Begin Source records

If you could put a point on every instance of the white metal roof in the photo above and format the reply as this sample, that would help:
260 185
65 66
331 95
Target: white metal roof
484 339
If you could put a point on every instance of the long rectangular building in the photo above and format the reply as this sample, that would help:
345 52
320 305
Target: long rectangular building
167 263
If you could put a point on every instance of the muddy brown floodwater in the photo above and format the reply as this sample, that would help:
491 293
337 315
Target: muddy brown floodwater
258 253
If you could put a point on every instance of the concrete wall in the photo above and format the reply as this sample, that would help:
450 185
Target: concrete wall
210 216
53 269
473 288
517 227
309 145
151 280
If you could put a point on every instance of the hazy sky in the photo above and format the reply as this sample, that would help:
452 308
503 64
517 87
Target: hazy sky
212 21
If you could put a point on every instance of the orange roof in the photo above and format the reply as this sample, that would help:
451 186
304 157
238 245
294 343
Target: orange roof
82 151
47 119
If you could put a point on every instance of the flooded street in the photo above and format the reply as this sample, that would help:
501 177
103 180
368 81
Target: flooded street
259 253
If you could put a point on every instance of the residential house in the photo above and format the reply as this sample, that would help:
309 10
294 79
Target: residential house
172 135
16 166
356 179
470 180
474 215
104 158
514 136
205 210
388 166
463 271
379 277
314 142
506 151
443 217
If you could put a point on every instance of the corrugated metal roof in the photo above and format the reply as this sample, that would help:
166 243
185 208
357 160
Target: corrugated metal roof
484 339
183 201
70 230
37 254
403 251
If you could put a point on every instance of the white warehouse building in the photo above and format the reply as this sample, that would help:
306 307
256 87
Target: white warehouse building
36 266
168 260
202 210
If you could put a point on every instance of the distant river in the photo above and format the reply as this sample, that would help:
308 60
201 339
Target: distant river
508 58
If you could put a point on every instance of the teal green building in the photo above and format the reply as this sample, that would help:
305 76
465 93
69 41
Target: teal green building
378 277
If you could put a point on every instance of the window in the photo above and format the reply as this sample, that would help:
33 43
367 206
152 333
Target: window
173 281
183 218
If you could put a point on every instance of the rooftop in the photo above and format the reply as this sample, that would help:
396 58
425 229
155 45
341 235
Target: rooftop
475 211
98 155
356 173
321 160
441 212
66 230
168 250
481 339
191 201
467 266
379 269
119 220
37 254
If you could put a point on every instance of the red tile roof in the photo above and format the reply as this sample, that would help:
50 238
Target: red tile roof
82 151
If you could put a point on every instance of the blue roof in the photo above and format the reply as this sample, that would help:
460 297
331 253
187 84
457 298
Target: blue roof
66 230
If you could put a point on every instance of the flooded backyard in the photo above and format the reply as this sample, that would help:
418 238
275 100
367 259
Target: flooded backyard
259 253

End Source records

Copy out all of the entries above line by line, with no changes to any wording or number.

> Correct answer:
If you could put a point on every instance of the white metal roof in the photo above and format the reply as this sample, that would help:
260 185
65 66
331 95
Target: white metal roof
484 339
If you could put a point on every instance of the long rectangular building in the photo above and format the reply as this sample, that would help:
345 52
320 305
Target: long rectangular building
167 263
If you could put a point on every instance of the muddy brown floodwater in the photo above and format the reply as this sample, that would help:
491 293
337 315
Target: muddy brown floodwater
258 253
If you could put a point on every instance of the concrete wall in the photo above and format the reply as this sample, that would help:
450 185
Target: concrete wall
210 216
53 269
473 288
517 227
309 145
151 280
If you could put a point on every instance of the hazy sky in the photo above and format the reply as this sample, that would help:
452 308
503 64
517 87
Target: hazy sky
212 21
If you could put a point on every instance of the orange roof in the photo above and format the reply as this sample, that would help:
451 186
304 157
238 245
294 343
Target: orange roof
82 151
47 119
If you could put a point on every instance of the flooded street in the photo above and format the reply as this sample, that would help:
501 177
103 180
368 81
Target: flooded street
259 253
If you could put a point on every instance of the residential house in the photo above and format the reply as this sample, that would help:
309 10
294 79
Target: residential house
172 135
16 166
356 179
470 180
474 215
104 158
514 136
205 210
388 166
463 271
379 277
314 142
506 151
443 217
If you could put a point on every instance of the corrugated metal roof in the photo above and format the reply as this sample, that would help:
166 243
185 208
357 160
Target: corrugated metal roof
484 339
183 201
70 230
37 254
403 251
If you could put a point on every instance of the white warehouse building in the photo above and format the reply as this sample, that would help:
306 307
256 87
Target: white warehouse building
36 266
168 260
202 210
If you could put a point on every instance of the distant river in the photo above and format the reply as this sample, that would help:
308 60
201 339
Target: distant river
508 58
If you could put a point on every instance of the teal green building in the photo above and format the reply as this sample, that would help:
305 76
465 93
69 41
Target: teal green building
378 277
If you could put a point on every instance of the window in the photo above and format the reply as this sample, that would help:
33 43
367 206
152 333
Target: window
173 281
183 218
If you could put a point on every instance of the rooftop in the photo above and format the reply as this sample, that would help:
396 58
425 229
155 45
341 235
Target: rooftop
475 211
98 155
356 173
321 160
441 212
66 230
168 250
481 339
191 201
467 266
379 269
119 220
37 254
If you could put a point on every instance of the red tile roof in the photo above and format the reply as this sample, that would help:
50 238
Target: red tile roof
82 151
If you could put a point on every instance of the blue roof in the photo above and format the reply as this sample, that would help:
460 297
331 253
187 84
457 298
Target: blue roof
66 230
If you could put a point on every instance of the flooded backyard in the photo above and format the reply as this sample, that would help:
418 238
275 100
367 259
Target: flooded backyard
259 253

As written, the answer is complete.